Locate every line in the material below that contains the string "flower" and copy each one. The match is case-sensitive.

__PROVIDED DATA__.
○ ○ ○ ○ ○ ○ ○

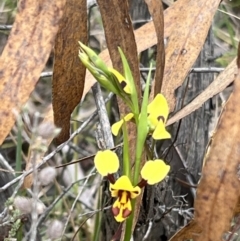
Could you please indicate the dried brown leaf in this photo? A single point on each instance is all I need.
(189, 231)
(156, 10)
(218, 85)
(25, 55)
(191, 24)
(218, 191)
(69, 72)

○ ○ ○ ○ ○ ○ ○

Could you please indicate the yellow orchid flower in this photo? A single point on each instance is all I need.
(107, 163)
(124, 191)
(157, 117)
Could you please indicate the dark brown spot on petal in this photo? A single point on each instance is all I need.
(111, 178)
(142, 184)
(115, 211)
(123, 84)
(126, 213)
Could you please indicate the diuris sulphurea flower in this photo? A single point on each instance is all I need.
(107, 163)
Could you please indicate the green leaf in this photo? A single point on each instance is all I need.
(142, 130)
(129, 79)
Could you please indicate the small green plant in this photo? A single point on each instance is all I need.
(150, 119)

○ ○ ○ ○ ○ ○ ○

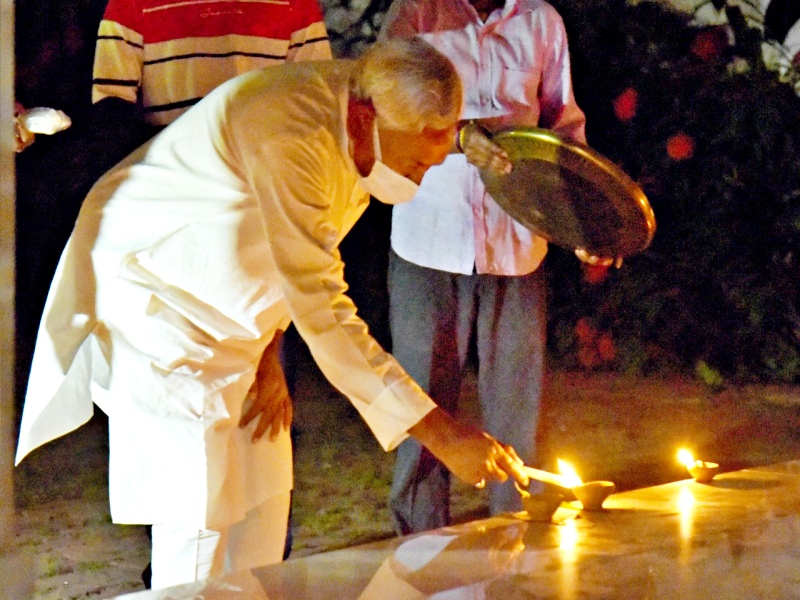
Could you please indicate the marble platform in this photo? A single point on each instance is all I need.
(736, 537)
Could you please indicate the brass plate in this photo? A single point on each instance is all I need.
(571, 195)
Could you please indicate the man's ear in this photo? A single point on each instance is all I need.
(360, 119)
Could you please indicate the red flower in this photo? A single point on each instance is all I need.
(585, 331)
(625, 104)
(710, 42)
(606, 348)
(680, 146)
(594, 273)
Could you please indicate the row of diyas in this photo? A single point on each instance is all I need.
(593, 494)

○ ○ ○ ○ ○ ○ ○

__WRITTEN SOLUTION__.
Could you please indicate the yellow orchid flower in this photo? A single point on each instance is all I need.
Could you please indicate the diuris sulphurea flower in this photo? A single point on each instance is all I need.
Could you please indicate the red flower in this photo? A single point on each instance is all I need.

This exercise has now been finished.